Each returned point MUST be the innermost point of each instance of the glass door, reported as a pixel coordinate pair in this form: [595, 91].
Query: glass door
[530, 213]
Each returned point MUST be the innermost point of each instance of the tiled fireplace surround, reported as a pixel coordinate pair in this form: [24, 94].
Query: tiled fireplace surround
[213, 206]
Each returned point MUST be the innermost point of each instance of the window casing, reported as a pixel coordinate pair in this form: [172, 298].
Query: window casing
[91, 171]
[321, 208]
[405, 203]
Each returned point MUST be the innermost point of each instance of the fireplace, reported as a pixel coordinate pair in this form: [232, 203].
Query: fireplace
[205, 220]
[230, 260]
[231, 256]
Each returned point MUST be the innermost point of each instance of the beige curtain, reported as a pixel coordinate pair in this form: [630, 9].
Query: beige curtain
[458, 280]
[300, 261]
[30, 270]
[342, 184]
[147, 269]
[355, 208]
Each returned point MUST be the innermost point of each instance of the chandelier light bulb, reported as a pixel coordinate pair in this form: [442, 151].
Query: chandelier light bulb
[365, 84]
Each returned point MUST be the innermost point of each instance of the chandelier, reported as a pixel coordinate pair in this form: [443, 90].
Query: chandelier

Goal:
Give the lines above, from the one containing "form: [442, 151]." through the last one, as a Markdown table with the columns Row and Line, leaving out any blank lines.

Result of the exercise:
| Row | Line |
|---|---|
| 1 | Each returned point MUST be the innermost point of each instance of the chandelier light bulb, reported as a pixel coordinate pair in this form: [442, 151]. |
| 2 | Query: chandelier light bulb |
| 3 | [365, 84] |
| 4 | Each returned point MUST be the innermost point of each instance of the chandelier, reported as a pixel coordinate pair in this form: [443, 90]. |
| 5 | Query: chandelier |